Task objective
Please print every record below exactly as it appears.

Task data

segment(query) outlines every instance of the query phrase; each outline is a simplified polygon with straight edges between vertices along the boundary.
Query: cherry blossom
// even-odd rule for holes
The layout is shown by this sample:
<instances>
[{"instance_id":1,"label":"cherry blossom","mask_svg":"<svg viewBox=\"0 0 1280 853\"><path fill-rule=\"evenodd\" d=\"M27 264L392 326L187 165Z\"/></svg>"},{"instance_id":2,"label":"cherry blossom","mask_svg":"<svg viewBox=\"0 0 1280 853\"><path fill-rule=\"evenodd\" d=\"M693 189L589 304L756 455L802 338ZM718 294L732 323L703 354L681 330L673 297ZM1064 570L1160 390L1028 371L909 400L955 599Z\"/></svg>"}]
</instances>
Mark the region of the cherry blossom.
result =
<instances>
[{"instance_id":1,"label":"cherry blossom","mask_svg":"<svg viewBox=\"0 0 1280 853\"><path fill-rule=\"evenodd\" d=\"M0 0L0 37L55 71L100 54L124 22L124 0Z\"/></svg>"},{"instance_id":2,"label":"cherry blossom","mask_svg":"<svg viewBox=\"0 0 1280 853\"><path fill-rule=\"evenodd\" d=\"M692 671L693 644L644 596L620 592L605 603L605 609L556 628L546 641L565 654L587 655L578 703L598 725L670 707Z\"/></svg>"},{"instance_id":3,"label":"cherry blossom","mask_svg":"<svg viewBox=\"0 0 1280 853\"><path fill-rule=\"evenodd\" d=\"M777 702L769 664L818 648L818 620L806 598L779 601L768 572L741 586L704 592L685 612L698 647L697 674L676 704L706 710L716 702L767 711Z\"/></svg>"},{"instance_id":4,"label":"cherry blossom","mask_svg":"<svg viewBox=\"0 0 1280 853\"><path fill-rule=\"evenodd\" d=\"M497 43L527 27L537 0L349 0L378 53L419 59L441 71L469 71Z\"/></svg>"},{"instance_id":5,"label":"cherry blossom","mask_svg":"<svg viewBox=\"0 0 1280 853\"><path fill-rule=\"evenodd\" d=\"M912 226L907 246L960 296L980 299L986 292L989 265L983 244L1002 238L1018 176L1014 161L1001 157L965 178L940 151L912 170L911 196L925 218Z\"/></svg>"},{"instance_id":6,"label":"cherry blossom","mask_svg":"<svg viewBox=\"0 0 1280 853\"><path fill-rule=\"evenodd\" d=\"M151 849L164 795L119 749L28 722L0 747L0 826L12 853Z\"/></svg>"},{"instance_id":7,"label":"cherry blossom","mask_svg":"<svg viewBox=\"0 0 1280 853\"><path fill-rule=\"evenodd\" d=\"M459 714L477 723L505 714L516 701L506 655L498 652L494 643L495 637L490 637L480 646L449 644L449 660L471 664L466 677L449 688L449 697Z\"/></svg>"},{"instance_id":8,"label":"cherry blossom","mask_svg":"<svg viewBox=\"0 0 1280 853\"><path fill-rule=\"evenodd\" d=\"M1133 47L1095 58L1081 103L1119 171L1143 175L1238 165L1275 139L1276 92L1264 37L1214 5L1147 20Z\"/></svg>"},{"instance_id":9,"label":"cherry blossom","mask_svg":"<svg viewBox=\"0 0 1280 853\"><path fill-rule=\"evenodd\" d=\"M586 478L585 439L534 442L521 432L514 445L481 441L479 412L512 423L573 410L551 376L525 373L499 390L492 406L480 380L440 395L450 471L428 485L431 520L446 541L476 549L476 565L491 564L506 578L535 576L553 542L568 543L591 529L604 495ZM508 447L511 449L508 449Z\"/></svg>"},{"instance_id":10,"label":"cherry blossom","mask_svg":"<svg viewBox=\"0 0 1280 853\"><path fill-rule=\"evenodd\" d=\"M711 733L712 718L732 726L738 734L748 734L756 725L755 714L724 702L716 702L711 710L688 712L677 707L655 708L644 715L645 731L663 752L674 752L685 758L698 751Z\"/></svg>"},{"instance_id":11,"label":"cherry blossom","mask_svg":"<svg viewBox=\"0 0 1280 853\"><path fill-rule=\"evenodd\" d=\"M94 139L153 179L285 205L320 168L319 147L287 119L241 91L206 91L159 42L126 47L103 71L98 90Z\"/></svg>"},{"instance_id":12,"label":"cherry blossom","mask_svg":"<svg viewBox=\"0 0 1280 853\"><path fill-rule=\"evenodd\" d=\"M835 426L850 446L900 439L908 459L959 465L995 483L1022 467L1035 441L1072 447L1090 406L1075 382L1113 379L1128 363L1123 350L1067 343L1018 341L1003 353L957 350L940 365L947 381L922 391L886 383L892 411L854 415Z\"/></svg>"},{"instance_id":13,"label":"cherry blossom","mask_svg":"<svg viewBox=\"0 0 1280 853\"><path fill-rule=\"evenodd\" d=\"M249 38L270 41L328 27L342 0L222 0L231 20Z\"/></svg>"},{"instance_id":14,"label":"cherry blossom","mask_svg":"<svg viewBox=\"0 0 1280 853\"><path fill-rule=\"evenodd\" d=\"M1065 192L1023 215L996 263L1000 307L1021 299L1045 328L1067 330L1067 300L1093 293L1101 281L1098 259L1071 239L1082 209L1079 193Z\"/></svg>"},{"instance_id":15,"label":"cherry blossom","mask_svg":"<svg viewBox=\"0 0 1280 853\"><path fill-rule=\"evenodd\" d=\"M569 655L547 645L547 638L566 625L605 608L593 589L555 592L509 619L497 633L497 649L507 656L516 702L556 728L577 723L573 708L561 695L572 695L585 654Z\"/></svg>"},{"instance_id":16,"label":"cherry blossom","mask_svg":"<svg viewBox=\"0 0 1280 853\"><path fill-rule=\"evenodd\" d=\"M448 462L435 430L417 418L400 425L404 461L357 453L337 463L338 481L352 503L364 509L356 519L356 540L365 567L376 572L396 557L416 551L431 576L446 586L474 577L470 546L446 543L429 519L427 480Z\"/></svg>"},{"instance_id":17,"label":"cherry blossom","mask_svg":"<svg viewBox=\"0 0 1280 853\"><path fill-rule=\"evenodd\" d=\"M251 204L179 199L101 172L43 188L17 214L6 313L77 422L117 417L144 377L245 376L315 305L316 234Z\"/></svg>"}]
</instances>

Result of the task
segment(query) outlines every instance of the query phrase; each outline is a simplified polygon with straight edges between vertices along the boundary.
Query: cherry blossom
// even-odd rule for holes
The layout is shown by this sample:
<instances>
[{"instance_id":1,"label":"cherry blossom","mask_svg":"<svg viewBox=\"0 0 1280 853\"><path fill-rule=\"evenodd\" d=\"M27 264L392 326L187 165Z\"/></svg>"},{"instance_id":2,"label":"cherry blossom","mask_svg":"<svg viewBox=\"0 0 1280 853\"><path fill-rule=\"evenodd\" d=\"M693 189L589 304L756 455L802 338ZM718 294L732 323L703 354L681 330L673 297ZM1064 570L1160 390L1028 371L909 400L955 599Z\"/></svg>"}]
</instances>
Mark the region of the cherry blossom.
result =
<instances>
[{"instance_id":1,"label":"cherry blossom","mask_svg":"<svg viewBox=\"0 0 1280 853\"><path fill-rule=\"evenodd\" d=\"M0 0L0 37L55 71L100 54L124 22L124 0Z\"/></svg>"},{"instance_id":2,"label":"cherry blossom","mask_svg":"<svg viewBox=\"0 0 1280 853\"><path fill-rule=\"evenodd\" d=\"M692 671L693 644L644 596L620 592L605 603L605 609L556 628L546 641L565 654L587 655L578 703L598 725L670 707Z\"/></svg>"},{"instance_id":3,"label":"cherry blossom","mask_svg":"<svg viewBox=\"0 0 1280 853\"><path fill-rule=\"evenodd\" d=\"M777 702L769 664L818 648L818 620L806 598L779 601L768 572L741 586L704 592L685 612L698 647L697 674L676 704L706 710L716 702L767 711Z\"/></svg>"},{"instance_id":4,"label":"cherry blossom","mask_svg":"<svg viewBox=\"0 0 1280 853\"><path fill-rule=\"evenodd\" d=\"M497 43L527 27L537 0L349 0L378 53L419 59L441 71L469 71Z\"/></svg>"},{"instance_id":5,"label":"cherry blossom","mask_svg":"<svg viewBox=\"0 0 1280 853\"><path fill-rule=\"evenodd\" d=\"M912 226L907 246L960 296L980 299L986 292L989 265L983 244L1002 238L1018 176L1014 161L1001 157L965 178L940 151L912 170L911 196L925 218Z\"/></svg>"},{"instance_id":6,"label":"cherry blossom","mask_svg":"<svg viewBox=\"0 0 1280 853\"><path fill-rule=\"evenodd\" d=\"M151 849L164 795L119 749L28 722L0 747L0 826L12 853Z\"/></svg>"},{"instance_id":7,"label":"cherry blossom","mask_svg":"<svg viewBox=\"0 0 1280 853\"><path fill-rule=\"evenodd\" d=\"M459 714L477 723L505 714L516 701L506 655L498 652L494 643L495 637L490 637L480 646L449 644L449 660L471 664L466 677L449 688L449 697Z\"/></svg>"},{"instance_id":8,"label":"cherry blossom","mask_svg":"<svg viewBox=\"0 0 1280 853\"><path fill-rule=\"evenodd\" d=\"M1133 47L1095 58L1081 103L1119 171L1143 175L1238 165L1275 139L1276 92L1264 37L1214 5L1147 20Z\"/></svg>"},{"instance_id":9,"label":"cherry blossom","mask_svg":"<svg viewBox=\"0 0 1280 853\"><path fill-rule=\"evenodd\" d=\"M586 478L585 439L534 442L521 432L514 445L481 441L479 412L512 423L573 410L551 376L525 373L499 390L492 406L480 380L440 395L450 471L428 485L431 520L446 541L476 549L476 565L491 564L506 578L535 576L553 542L568 543L591 529L604 495ZM508 447L511 449L508 449Z\"/></svg>"},{"instance_id":10,"label":"cherry blossom","mask_svg":"<svg viewBox=\"0 0 1280 853\"><path fill-rule=\"evenodd\" d=\"M711 733L712 718L732 726L738 734L748 734L756 725L755 714L724 702L716 702L711 710L688 712L677 707L655 708L644 715L645 731L663 752L674 752L685 758L698 751Z\"/></svg>"},{"instance_id":11,"label":"cherry blossom","mask_svg":"<svg viewBox=\"0 0 1280 853\"><path fill-rule=\"evenodd\" d=\"M94 139L153 179L285 205L320 168L319 147L287 119L241 91L206 91L159 42L126 47L103 71L98 90Z\"/></svg>"},{"instance_id":12,"label":"cherry blossom","mask_svg":"<svg viewBox=\"0 0 1280 853\"><path fill-rule=\"evenodd\" d=\"M835 426L850 446L900 439L908 459L959 465L995 483L1022 467L1035 441L1072 447L1090 406L1075 382L1113 379L1128 363L1123 350L1067 343L1018 341L1003 353L957 350L940 365L947 381L922 391L886 383L892 411L854 415Z\"/></svg>"},{"instance_id":13,"label":"cherry blossom","mask_svg":"<svg viewBox=\"0 0 1280 853\"><path fill-rule=\"evenodd\" d=\"M249 38L270 41L328 27L342 0L222 0L231 20Z\"/></svg>"},{"instance_id":14,"label":"cherry blossom","mask_svg":"<svg viewBox=\"0 0 1280 853\"><path fill-rule=\"evenodd\" d=\"M1065 192L1023 215L996 263L1000 307L1021 299L1045 328L1067 330L1067 300L1093 293L1101 281L1098 259L1071 239L1082 209L1079 193Z\"/></svg>"},{"instance_id":15,"label":"cherry blossom","mask_svg":"<svg viewBox=\"0 0 1280 853\"><path fill-rule=\"evenodd\" d=\"M569 655L547 645L547 638L566 625L605 608L593 589L555 592L509 619L497 633L497 649L507 656L516 702L556 728L577 723L573 708L561 695L572 695L585 654Z\"/></svg>"},{"instance_id":16,"label":"cherry blossom","mask_svg":"<svg viewBox=\"0 0 1280 853\"><path fill-rule=\"evenodd\" d=\"M448 462L435 430L417 418L400 425L404 461L357 453L337 463L338 481L352 503L364 509L356 519L356 540L365 567L376 572L396 557L416 551L431 576L446 586L474 577L470 546L446 543L429 519L427 480Z\"/></svg>"},{"instance_id":17,"label":"cherry blossom","mask_svg":"<svg viewBox=\"0 0 1280 853\"><path fill-rule=\"evenodd\" d=\"M251 204L179 199L101 172L43 188L17 214L6 313L77 422L117 417L144 377L245 376L315 305L316 234Z\"/></svg>"}]
</instances>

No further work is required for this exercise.